> [Aim]:
Count the lines in the data below that contain the word "white". Reply with only the number.

> [Records to use]:
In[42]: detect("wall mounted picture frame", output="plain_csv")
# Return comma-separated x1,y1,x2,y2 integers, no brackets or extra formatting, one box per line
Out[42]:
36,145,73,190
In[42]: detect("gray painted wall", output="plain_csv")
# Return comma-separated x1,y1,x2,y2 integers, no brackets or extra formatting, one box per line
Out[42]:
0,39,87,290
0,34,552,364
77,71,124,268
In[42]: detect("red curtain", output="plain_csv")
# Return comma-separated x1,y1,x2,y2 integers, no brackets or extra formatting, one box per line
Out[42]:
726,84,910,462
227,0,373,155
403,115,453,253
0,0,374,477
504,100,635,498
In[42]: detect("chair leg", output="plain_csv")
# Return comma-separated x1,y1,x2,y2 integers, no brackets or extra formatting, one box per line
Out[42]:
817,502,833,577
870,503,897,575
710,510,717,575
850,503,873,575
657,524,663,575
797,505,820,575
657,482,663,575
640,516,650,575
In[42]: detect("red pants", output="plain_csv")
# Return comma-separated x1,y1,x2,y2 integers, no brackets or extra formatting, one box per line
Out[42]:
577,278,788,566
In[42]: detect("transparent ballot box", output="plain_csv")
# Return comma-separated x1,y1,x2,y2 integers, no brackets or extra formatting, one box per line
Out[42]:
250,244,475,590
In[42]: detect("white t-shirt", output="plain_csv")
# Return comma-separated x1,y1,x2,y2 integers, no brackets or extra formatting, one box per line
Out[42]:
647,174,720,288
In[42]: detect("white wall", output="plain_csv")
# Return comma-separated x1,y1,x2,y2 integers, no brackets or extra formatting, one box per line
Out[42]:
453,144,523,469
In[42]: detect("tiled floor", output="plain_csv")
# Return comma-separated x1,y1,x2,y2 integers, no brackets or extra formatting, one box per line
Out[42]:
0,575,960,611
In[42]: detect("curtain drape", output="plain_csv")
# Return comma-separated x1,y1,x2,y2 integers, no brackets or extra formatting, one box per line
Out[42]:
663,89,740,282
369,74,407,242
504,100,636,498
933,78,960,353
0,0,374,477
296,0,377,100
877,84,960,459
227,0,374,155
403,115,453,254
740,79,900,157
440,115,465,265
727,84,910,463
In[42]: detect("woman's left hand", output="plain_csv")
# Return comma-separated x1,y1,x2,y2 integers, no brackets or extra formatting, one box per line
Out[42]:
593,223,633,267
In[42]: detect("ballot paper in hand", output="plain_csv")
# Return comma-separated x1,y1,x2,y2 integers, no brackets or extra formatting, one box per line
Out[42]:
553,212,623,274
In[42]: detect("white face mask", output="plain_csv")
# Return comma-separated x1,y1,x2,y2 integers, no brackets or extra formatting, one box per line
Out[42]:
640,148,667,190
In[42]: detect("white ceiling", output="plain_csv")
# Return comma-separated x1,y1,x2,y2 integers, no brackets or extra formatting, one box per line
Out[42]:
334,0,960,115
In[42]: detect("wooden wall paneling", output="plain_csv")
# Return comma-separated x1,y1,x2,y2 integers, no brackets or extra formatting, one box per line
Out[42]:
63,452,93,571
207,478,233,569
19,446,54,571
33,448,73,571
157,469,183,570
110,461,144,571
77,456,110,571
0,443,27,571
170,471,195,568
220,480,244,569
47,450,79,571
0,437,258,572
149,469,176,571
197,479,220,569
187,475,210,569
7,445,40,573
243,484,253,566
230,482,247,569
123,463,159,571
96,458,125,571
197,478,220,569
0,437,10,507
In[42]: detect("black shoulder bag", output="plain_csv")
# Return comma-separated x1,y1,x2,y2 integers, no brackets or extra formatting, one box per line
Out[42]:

> [Written reply]:
4